À Serge Cottet

Compte rendu de la séance
Novembre 2017

Le 15 novembre 2017, une soirée[1] d’exposition de nos travaux de l’année dans les locaux du Patronage Laïque Jules Vallès, a été consacrée à la projection du film de Philip Kaufman : Invasion of the Body Snatchers (1978), et fut suivie d’un débat avec la salle.

Cette soirée a été l’occasion de mesurer à quel point Kaufman anticipe entre autres les idéologies actuelles, scientistes, objectivant les êtres parlants comme des choses de laboratoire. Une des dernières séquences du film montre des sujets réduits à des mannequins robotisés ; le cinéaste pointe là « le fantasme de l’abolition du fantasme»[2].

Il est frappant par ailleurs, suivant ce fil, de constater que ce sur quoi se termine le film de Kaufman annonce celui de Ridley Scott : Alien, qui sortira peu de temps après en 1979. En effet dans ces deux films « l’intériorité » de l’être parlant, l’intimité la plus hors-de-soi, semblent disparaître sous le regard criant d’une entité venue d’ailleurs. Le dernier plan du film de Kaufman, indexant une sorte de bouche béante, est saisissant à bien des égards, et n’est pas sans faire penser à ce que montrera Ridley Scott dans son film devenu maintenant un très grand classique du cinéma.

L’aliénation au sens lacanien du terme est coextensive à la topologie du discours du maître où l’objet a, le signifiant maître S₁, le sujet divisé $, et enfin le savoir S₂, se répartissent sur quatre places : respectivement celles de la production, du semblant, de l’autre, et de la vérité. Cette topologie tétraédrique conditionne une modalité de circulation des corps parlants, comme nous l’indique expressément Lacan en 1972 dans un entretien : « Ça n’a l’air de rien. Néanmoins, c’est si fortement inscrit dans la structure de notre monde qu’il n’y a pas d’autre fondement au fait de l’espace que nous vivons. »[3] Heidegger dans un texte[4] célèbre montre que l’espace de l’être parlant est impensable sans les discours et les paroles qui nous traversent ; l’espace dont rêvait Descartes n’existe pas, sauf à abolir l’existence des corps parlants. Le discours de la science, accointé aujourd’hui à une volonté éclatée de calcul sans limite assignable, nourrit des impératifs surmoïques inédits ; de nouveaux commandements prennent ainsi corps visant l’intimité du sujet et sa résorption dans un tissu sans trou. Le film de Kaufman nous transporte au cœur de cette problématique.

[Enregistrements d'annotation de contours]

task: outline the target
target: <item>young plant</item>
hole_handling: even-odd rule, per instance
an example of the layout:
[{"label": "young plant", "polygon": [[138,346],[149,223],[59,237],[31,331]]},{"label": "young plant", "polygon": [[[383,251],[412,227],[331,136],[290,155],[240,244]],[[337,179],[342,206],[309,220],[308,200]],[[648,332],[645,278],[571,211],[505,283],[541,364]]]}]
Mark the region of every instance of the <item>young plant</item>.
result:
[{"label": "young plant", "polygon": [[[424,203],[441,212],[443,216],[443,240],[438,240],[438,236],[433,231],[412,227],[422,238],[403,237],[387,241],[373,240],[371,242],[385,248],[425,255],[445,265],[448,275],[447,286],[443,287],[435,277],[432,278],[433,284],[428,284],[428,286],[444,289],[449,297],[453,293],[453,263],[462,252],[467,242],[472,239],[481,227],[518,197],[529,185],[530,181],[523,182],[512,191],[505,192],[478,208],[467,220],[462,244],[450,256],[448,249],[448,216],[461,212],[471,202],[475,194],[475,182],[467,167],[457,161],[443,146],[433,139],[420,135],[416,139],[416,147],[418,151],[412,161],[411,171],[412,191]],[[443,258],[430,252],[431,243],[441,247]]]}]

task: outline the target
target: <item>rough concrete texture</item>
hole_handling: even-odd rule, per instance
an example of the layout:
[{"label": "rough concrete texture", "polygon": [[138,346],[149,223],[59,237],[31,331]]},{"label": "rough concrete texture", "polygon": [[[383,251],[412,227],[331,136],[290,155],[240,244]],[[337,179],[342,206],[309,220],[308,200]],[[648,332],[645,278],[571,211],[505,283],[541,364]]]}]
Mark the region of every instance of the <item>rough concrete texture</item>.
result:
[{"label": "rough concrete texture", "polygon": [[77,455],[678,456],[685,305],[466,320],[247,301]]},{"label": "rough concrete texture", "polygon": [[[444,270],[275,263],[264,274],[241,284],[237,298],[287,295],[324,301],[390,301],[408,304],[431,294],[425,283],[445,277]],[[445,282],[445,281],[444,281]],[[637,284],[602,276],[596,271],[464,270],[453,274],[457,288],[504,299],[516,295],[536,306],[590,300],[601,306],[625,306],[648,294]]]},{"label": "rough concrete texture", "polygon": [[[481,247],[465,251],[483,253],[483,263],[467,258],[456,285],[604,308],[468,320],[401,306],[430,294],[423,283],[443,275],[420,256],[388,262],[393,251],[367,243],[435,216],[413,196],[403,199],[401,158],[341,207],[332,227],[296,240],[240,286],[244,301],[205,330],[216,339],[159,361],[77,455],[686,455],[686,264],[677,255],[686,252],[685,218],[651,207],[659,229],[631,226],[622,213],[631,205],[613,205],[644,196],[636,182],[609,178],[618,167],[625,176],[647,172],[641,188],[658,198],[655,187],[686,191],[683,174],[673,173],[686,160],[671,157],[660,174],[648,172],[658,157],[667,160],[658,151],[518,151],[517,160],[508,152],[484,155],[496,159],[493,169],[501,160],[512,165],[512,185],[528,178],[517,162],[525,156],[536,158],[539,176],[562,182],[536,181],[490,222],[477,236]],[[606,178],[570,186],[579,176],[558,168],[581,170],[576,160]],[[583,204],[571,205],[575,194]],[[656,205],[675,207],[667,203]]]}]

Consignes:
#1 Reproduisez à l'identique le passage du compte rendu qui s'ouvre sur les mots « Compte rendu de » et se clôt sur « avec la salle. ».
#2 Veuillez repérer dans les enregistrements chaque ligne qui contient la chaîne « instance », puis recopiez-les.
Le texte et les enregistrements n'ont aucun rapport entre eux.

Réponses aux consignes:
#1
Compte rendu de la séance
Novembre 2017

Le 15 novembre 2017, une soirée[1] d’exposition de nos travaux de l’année dans les locaux du Patronage Laïque Jules Vallès, a été consacrée à la projection du film de Philip Kaufman : Invasion of the Body Snatchers (1978), et fut suivie d’un débat avec la salle.

#2
hole_handling: even-odd rule, per instance
Mark the region of every instance of the <item>young plant</item>.
hole_handling: even-odd rule, per instance
Mark the region of every instance of the <item>rough concrete texture</item>.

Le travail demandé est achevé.